Provided records

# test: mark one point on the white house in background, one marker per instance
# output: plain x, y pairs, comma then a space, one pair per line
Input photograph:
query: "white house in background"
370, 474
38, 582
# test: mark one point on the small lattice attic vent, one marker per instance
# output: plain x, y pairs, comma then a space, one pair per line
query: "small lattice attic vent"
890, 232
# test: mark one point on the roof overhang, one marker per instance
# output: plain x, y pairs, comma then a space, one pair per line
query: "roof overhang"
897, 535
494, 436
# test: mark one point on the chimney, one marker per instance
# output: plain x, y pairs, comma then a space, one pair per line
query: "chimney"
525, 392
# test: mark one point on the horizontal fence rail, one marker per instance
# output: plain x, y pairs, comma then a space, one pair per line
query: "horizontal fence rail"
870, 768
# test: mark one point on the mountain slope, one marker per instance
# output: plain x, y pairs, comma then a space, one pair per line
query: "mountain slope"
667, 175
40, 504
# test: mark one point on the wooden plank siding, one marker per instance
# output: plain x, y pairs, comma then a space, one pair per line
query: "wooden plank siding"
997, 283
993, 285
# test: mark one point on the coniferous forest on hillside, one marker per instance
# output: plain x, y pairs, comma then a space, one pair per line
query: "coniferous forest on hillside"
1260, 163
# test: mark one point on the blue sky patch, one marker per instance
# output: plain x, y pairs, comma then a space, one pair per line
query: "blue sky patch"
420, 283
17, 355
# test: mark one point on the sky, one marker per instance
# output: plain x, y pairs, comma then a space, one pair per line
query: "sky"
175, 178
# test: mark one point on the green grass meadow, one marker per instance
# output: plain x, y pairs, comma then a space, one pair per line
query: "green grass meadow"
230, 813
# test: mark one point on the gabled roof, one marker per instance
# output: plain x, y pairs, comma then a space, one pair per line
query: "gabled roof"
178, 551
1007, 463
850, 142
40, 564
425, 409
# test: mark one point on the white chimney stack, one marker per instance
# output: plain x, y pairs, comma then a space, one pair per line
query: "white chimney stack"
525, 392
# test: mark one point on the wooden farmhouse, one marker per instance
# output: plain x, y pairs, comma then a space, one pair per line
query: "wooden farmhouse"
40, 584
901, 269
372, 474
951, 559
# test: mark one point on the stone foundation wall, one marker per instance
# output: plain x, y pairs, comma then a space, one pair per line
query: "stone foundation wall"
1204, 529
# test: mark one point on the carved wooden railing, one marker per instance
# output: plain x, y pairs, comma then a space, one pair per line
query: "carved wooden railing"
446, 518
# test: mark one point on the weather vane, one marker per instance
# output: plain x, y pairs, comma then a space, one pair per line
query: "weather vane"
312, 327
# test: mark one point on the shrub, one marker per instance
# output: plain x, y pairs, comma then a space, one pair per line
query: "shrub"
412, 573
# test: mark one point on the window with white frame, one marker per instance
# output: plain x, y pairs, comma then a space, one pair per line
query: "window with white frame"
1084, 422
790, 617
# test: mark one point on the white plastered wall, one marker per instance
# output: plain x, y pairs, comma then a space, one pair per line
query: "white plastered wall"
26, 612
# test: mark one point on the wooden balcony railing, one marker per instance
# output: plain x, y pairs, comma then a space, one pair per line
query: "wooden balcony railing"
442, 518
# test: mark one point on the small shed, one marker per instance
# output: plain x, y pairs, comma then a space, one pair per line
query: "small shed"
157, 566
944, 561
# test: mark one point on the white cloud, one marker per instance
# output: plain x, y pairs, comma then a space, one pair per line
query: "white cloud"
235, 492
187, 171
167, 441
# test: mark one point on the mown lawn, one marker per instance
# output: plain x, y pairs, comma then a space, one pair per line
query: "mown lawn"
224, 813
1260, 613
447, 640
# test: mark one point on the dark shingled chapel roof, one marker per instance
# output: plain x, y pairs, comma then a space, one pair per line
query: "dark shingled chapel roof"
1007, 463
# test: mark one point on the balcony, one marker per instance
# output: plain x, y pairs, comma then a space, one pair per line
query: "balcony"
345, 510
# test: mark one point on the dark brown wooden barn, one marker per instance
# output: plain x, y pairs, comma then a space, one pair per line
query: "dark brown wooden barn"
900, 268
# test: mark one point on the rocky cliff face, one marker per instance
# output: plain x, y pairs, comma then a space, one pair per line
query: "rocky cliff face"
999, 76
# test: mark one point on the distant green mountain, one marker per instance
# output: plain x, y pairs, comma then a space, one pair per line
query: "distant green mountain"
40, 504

Your task
Return the records in their entirety. Keep every character as it is.

Written solution
# test: mark one point on the white house in background, one marker per instance
# output: plain x, y pairs, comma then a space, one pair per line
Input photograph:
query: "white house in background"
370, 474
38, 582
# test: mark one point on the small lattice attic vent, one marker per instance
# output: plain x, y pairs, comma then a space, one pair per line
query: "small lattice attic vent"
890, 232
# test: mark one point on the roof overhang, one marker per instance
# output: plain x, y pairs, comma then a space, one pair per line
query: "roof overhang"
897, 535
494, 436
# test: mark one point on the chimney, one marker per instance
# output: plain x, y pairs, comma then a space, one pair per line
query: "chimney"
525, 392
# test: mark one point on the horizontal fence rail, one marker per instance
# output: plain x, y pairs, comma then a space, one pair per line
query: "horizontal fence rail"
870, 768
# test: mark one point on the mountain slope, one marker per instance
# output: plain x, y pairs, comma then a space, one pair per line
query: "mountain slope"
667, 175
40, 504
# test: mark one point on the wooden plank siding, one marker per instance
# output: plain x, y pairs, comma then a space, one pair per line
query: "wooden plank siding"
997, 283
993, 285
# test: mark one point on the coniferous forest on hillside, one marker per instance
# output: plain x, y pairs, comma then a space, one pair per line
query: "coniferous forest on hillside"
1260, 163
# test: mark one point on the blue sky patch, one marker per instance
# output: plain x, y pairs, comma then a space, one pair per line
query: "blue sky patch"
420, 283
17, 355
# test: mark one point on the sky, one marker per instance
# output: plain x, y pairs, comma then a space, one pair per line
query: "sky"
175, 178
# test: mark one point on the green grass meadow, one marker per instance
# output: plain x, y pairs, comma then a space, one pair per line
query: "green grass meadow"
230, 813
# test: mark one point on the gabled roof, one marker per instance
# output: plain x, y pairs, comma then a space, one pair per line
query: "gabled roof"
178, 551
1007, 463
850, 142
40, 564
425, 409
# test: mark one point on the white chimney stack, one marker per instance
# output: plain x, y pairs, comma then a space, one pair per line
query: "white chimney stack"
525, 392
# test: mark one point on the wooden farmhouse, one marker per instance
# output: plain x, y pairs, comma then a space, one pair per line
query: "wooden farmhouse"
40, 584
901, 269
372, 474
951, 559
# test: mark one point on the stone foundation wall, one marker per instance
# output: plain x, y pairs, comma then a space, one pair per line
query: "stone foundation wall"
1204, 529
# test: mark one point on the carved wooden railing, one marker per instance
# output: plain x, y pairs, comma then a space, one pair per line
query: "carved wooden railing"
446, 518
# test: mark one point on the weather vane, one marker per instance
# output: plain x, y pairs, comma then a space, one pair per line
query: "weather vane"
312, 327
# test: mark one point on the shrub, one marker per instance
# output: plain x, y pairs, comma then a space, one pair per line
query: "shrub"
412, 573
# test: mark one point on the window with white frame, one marker per instance
# output: plain x, y pairs, comma then a space, one pair per line
query: "window with white frame"
1084, 422
790, 617
# test: mark one point on the white plastered wall, one marker per instance
# output: plain x, y pairs, comma then a space, one pair per line
query: "white plastered wall"
26, 612
# test: mark one point on the wooden balcony railing, one marker per instance
# output: plain x, y pairs, comma then a space, one pair per line
query: "wooden balcony railing"
442, 518
# test: mark one point on the small shed, one marker per instance
# output: plain x, y pairs, comma then a space, one pair per line
query: "small shed"
157, 566
944, 561
# test: mark one point on the white cloud, one marker per instance
# output: plain x, y pairs, comma then a space, one pair per line
query: "white cloud"
235, 492
187, 171
167, 441
# test: mark one point on the mown lawn, one marker per instance
# output: plain x, y pairs, comma then a space, one pair per line
query: "mown lawn"
224, 813
1260, 613
447, 640
# test: mark one point on the dark shingled chapel roof, one marker per instance
# output: plain x, y pairs, comma then a space, one pair per line
query: "dark shingled chapel roof"
1007, 463
# test: mark one point on the balcony, one marker per instance
# output: plain x, y pairs, comma then a space, one pair per line
query: "balcony"
345, 510
# test: mark one point on the dark brown wooden barn, one marker per instance
# output: plain x, y pairs, comma then a space, one pair per line
query: "dark brown wooden barn"
900, 268
# test: mark one point on the rocky cliff face, one marker per instance
# output: plain x, y pairs, comma then a space, one pair per line
query: "rocky cliff face"
999, 76
# test: mark one point on the distant green mountain, one marker per instance
# output: plain x, y pairs, comma then a space, one pair per line
query: "distant green mountain"
40, 504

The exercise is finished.